Directions: Would you restate the entries below word for word, leaving out the images?
=====
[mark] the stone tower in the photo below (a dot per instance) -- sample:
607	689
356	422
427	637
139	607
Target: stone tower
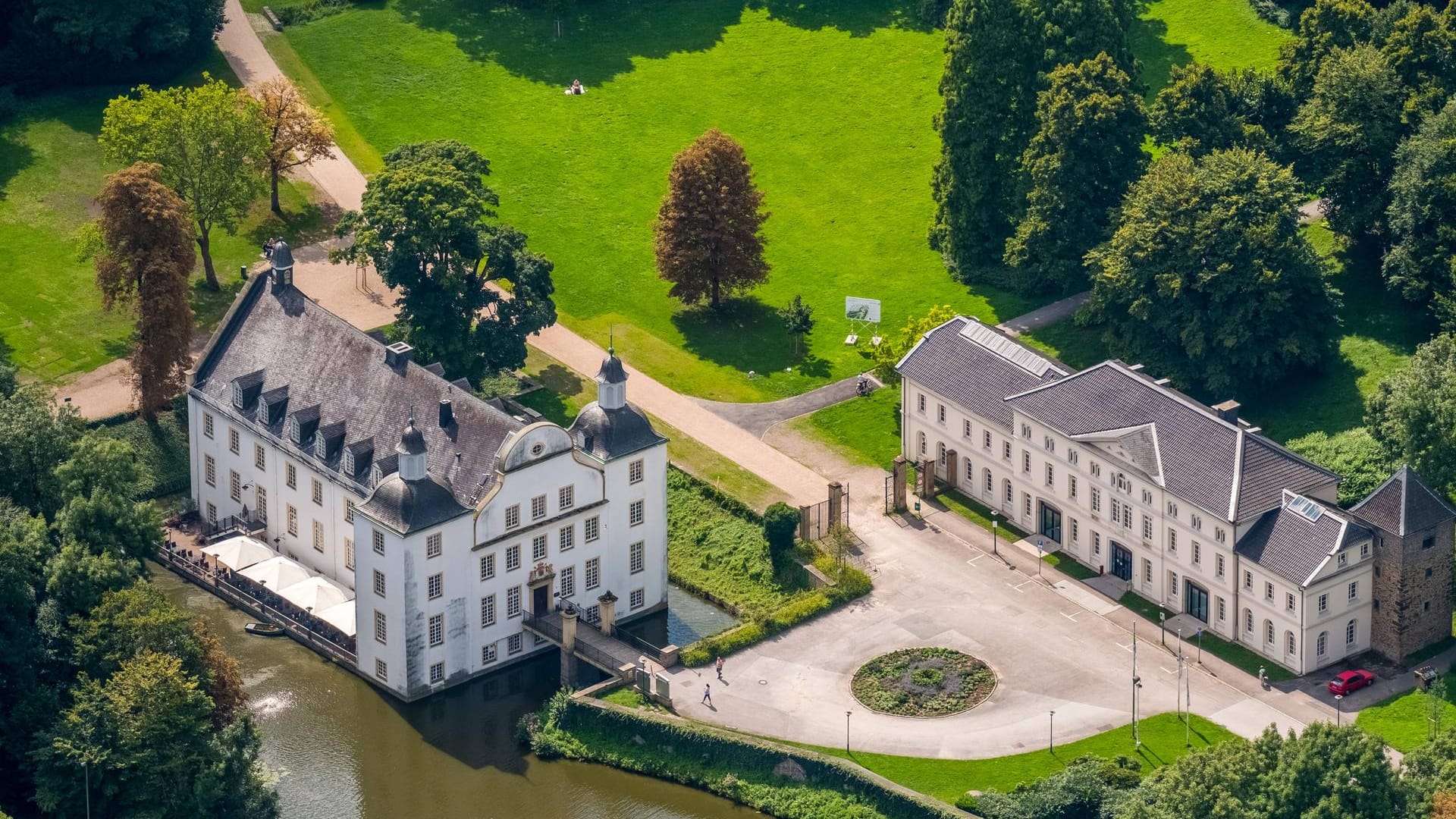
1413	564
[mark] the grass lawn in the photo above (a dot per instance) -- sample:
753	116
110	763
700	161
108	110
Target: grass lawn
566	394
949	779
865	430
1232	653
846	175
1404	720
52	319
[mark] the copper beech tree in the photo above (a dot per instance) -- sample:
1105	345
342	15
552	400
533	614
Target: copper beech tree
710	240
297	133
145	261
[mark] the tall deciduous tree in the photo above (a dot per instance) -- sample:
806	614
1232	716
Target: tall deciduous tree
1087	150
1421	261
1196	111
1347	131
212	146
424	226
710	229
1209	279
1413	414
297	133
146	261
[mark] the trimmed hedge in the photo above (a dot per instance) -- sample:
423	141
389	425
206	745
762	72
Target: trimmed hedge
777	780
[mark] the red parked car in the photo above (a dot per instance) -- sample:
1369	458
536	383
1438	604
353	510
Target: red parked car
1348	682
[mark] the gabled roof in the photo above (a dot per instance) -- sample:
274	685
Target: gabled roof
1404	504
337	373
1203	460
977	366
1298	537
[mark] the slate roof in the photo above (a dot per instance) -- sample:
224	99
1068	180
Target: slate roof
613	433
1204	460
1293	547
977	366
1404	504
337	369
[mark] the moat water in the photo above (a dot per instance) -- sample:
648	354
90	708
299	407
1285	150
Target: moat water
346	751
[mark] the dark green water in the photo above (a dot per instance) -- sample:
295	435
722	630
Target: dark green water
346	751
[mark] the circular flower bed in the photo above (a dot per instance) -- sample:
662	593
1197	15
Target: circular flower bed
924	682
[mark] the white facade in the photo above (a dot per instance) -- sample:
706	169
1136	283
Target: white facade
1103	512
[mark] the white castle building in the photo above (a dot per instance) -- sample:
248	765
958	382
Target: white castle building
446	515
1187	504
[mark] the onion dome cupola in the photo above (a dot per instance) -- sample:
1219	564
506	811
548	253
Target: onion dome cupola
414	455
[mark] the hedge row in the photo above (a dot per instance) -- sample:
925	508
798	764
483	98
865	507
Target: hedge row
854	583
777	780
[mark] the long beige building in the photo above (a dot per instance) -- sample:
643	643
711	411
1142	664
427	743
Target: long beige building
1187	504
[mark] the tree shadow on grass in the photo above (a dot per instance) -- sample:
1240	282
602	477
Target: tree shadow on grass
601	39
746	334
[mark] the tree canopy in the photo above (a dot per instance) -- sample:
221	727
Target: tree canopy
=====
Exercise answer:
[mark] the stone tower in the photo below (a dot per instance) -- sample:
607	689
356	422
427	637
139	607
Target: stone tower
1413	564
[mark] the grass lawn in the photo above (a dot per instance) -- sample:
753	116
110	763
700	161
108	110
Target: grass lawn
566	394
949	779
865	430
1232	653
846	175
1404	720
52	319
[mark] the copper beech tree in the photo above (a dot per instance) -- sample:
1105	345
342	15
552	400
533	614
Target: copper beech tree
710	240
297	133
145	261
[mark] the tall deciduous tree in the photo above (a dot per instance) -- sample:
806	614
1232	716
Target: tall deciduous tree
1087	150
1421	261
1196	111
1347	131
212	146
424	226
710	229
1209	279
1413	414
297	133
146	261
[mark] the trimmed hedge in the photo above (a dot per instance) -- sample:
423	141
389	425
206	745
762	72
Target: trimmed hedge
777	780
[mark] the red parked car in the photo above (a dot per instance) -- sample:
1369	458
536	383
1438	604
353	510
Target: red parked car
1348	682
[mark] the gabled roof in the photo above (a dot per instance) -- sample:
274	685
Target: gabled roof
1404	504
337	373
1203	460
977	366
1298	537
[mark] the slate roof in the photo above (a dot per instance) -- sample:
224	99
1068	180
Target: slate roof
613	433
1204	460
1293	547
977	366
1404	504
337	369
[mark] the moat water in the photo above (a dot per instance) -- sample:
648	354
90	708
299	407
1285	150
Target: moat water
346	751
[mark] the dark green water in the photo above (a dot per instance) -- sample:
295	435
722	630
Target: dark green water
346	751
[mark] the circular flower bed in the photo above (a dot per instance) -- sample:
662	593
1197	15
Target: circular flower bed
924	682
[mark] the white facade in the photo above (a dot per instance) -- sample:
706	169
1136	283
Target: white facade
1103	512
[mark] the white castle building in the photo above (a dot per instance) -- sample:
248	765
958	382
Target: white castle building
446	515
1187	504
[mark] the onion dome cupola in the photo above (a dot per instance) -- sample:
1219	564
506	811
548	253
Target: onion dome cupola
414	455
[mark] the hedge row in the photo above (a dot per instance) -- sample:
925	508
798	764
483	98
865	507
Target: hedge row
854	583
777	780
[mark] the long beige building in the photo above (a dot per instance) -- sample:
643	643
711	411
1142	664
427	743
Target: long beige building
1187	504
[mark] the tree shadow on grass in the photo above (a dot per instance) -- sample:
1240	282
602	477
Target: tree shadow on grass
601	39
746	334
[mark] the tree canopy in the photo above (a dot per instance) -- sample:
221	727
Target: tree canopy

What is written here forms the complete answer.